_Document segment_
## START
Comparing this to the kernel of the multivariate normal distribution, we conclude that

$$ \bs{\beta}\given \phi, \bs{Y} \sim \mathcal{N}\left(\bs{\mu_{\beta}}, \bs{\Sigma_{\beta}}\right),\tag{4} $$

where

$$ \begin{aligned} \bs{\Sigma_{\beta}} &= \phi^{-1}\left(\bs{X}\tr \bs{X} + \bs{R}^{-1}\right)^{-1} \\ \bs{\mu_{\beta}} &= \left(\bs{X}\tr \bs{X} + \bs{R}^{-1}\right)^{-1}\left(\bs{R}^{-1}\bs{a}+\bs{X}\tr \bs{Y}\right). \end{aligned}\tag{5} $$

Comparing (5) with (3), we see a lot of similarity. The only difference now is that the posterior full conditional mean is affected by the prior distribution.

Similarly, the full conditional distribution of $\phi$ is given by the following.
## END
_Exercise instructions_
1. Reproduce the passage from the posterior derivation excerpt between "Comparing (5) with" and "by the following.", inclusive.
2. In the posterior derivation excerpt, what is the only difference between (5) and (3)?

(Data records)
## START
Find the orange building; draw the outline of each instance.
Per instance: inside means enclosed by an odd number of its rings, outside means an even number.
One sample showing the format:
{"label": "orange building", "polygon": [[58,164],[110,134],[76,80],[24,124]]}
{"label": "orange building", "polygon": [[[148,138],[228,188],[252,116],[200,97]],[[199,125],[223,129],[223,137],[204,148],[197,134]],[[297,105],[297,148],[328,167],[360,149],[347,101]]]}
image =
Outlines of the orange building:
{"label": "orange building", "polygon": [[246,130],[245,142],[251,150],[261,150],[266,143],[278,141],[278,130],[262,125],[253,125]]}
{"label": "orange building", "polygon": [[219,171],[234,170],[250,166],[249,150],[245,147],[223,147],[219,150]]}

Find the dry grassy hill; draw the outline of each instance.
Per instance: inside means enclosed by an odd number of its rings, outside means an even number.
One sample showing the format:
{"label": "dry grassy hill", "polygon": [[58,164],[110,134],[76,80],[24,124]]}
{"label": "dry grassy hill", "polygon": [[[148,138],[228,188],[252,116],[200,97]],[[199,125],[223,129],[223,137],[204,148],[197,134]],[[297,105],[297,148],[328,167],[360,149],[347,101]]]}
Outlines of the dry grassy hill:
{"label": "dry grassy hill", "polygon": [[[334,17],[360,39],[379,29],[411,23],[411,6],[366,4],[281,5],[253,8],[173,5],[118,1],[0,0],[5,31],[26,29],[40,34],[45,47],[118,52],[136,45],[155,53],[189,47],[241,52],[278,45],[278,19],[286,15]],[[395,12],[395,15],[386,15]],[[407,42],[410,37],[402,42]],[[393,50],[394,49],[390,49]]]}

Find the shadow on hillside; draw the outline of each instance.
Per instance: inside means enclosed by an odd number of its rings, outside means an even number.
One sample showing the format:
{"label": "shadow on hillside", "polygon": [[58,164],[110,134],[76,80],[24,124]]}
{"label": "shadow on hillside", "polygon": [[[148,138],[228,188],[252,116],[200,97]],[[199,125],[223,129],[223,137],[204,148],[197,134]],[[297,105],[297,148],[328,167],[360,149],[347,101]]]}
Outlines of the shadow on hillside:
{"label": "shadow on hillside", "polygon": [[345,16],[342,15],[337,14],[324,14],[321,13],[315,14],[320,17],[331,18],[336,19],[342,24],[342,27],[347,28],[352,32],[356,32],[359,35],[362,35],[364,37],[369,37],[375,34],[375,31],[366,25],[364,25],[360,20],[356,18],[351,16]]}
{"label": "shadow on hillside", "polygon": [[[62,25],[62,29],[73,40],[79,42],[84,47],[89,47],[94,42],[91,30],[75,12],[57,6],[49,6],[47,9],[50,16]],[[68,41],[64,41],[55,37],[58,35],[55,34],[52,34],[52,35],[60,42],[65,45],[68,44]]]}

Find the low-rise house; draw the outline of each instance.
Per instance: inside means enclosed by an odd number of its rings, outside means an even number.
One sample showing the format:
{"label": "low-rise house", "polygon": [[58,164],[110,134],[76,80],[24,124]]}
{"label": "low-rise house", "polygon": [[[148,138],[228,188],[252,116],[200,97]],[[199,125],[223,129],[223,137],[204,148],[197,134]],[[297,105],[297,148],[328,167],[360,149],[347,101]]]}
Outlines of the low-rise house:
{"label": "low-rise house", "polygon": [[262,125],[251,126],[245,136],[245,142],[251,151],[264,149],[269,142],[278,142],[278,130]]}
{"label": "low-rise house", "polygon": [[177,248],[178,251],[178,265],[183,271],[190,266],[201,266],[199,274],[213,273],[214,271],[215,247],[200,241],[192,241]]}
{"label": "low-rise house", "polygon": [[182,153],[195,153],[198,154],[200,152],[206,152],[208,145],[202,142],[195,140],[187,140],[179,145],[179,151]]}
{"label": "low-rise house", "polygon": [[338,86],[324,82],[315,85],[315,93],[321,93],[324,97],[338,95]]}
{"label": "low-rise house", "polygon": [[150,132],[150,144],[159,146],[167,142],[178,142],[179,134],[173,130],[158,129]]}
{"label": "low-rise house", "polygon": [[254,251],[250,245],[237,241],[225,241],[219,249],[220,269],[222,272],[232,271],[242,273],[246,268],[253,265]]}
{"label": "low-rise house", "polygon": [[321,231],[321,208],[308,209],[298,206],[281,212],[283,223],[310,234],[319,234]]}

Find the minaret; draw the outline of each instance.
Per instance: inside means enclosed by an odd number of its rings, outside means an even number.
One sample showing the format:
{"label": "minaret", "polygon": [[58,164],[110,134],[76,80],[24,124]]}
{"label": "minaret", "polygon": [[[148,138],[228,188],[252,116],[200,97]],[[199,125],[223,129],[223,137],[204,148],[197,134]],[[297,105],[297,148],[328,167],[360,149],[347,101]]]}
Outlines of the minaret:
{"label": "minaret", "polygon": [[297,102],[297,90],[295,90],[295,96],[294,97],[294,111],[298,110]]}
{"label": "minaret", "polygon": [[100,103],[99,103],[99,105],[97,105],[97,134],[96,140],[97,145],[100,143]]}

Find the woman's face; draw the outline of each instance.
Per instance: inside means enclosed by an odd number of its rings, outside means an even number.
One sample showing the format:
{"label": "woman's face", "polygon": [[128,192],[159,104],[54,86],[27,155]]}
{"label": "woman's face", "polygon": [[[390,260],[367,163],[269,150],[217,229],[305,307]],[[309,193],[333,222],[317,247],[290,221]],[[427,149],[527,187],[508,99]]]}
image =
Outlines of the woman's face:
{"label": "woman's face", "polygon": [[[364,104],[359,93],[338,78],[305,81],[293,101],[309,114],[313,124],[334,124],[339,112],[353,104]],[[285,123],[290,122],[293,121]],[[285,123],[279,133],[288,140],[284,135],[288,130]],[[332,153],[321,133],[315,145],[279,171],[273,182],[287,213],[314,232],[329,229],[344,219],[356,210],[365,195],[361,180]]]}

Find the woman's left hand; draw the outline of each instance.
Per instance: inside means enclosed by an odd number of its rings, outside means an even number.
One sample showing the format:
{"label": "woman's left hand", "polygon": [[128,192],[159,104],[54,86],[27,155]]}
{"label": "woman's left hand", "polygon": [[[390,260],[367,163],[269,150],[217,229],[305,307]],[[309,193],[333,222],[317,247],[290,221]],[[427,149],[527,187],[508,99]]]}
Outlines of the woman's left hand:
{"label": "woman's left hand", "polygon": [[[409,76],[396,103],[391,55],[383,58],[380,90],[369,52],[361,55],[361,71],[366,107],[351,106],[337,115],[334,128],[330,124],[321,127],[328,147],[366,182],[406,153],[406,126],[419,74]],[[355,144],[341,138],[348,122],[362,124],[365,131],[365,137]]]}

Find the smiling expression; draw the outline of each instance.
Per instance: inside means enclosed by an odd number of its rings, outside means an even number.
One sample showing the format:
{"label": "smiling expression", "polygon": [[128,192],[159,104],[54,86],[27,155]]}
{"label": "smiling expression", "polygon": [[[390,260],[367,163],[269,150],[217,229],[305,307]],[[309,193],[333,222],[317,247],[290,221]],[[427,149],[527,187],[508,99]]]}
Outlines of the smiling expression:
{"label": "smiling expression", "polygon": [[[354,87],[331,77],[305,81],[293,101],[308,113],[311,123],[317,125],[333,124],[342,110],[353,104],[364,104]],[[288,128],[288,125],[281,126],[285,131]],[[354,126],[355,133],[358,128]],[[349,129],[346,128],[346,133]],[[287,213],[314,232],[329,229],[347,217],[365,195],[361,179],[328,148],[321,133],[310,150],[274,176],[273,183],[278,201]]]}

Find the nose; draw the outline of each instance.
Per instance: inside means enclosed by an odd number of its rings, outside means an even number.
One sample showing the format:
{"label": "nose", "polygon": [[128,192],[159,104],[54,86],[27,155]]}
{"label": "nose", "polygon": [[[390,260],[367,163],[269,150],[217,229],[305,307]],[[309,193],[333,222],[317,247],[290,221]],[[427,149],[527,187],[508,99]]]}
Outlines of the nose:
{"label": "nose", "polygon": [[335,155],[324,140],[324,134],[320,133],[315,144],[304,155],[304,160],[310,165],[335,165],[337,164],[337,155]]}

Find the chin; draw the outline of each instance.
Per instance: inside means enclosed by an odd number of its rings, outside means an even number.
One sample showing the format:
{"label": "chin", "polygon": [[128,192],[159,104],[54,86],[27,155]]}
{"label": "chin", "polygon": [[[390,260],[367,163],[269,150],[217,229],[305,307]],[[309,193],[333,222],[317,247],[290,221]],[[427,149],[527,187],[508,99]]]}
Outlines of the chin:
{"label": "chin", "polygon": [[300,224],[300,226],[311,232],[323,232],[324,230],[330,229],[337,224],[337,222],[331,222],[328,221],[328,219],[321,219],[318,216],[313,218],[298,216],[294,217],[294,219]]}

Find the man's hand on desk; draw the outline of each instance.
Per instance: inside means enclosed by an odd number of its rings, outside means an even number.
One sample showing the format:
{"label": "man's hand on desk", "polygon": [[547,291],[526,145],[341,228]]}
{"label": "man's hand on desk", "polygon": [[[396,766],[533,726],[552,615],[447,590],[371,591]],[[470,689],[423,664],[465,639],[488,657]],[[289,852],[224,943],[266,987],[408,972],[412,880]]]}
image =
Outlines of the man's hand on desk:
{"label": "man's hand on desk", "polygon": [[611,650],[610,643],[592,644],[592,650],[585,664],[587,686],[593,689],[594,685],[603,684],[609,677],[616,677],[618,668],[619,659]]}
## END
_Solution list_
1.
Comparing (5) with (3), we see a lot of similarity. The only difference now is that the posterior full conditional mean is affected by the prior distribution.

Similarly, the full conditional distribution of $\phi$ is given by the following.

2. The posterior full conditional mean is affected by the prior distribution.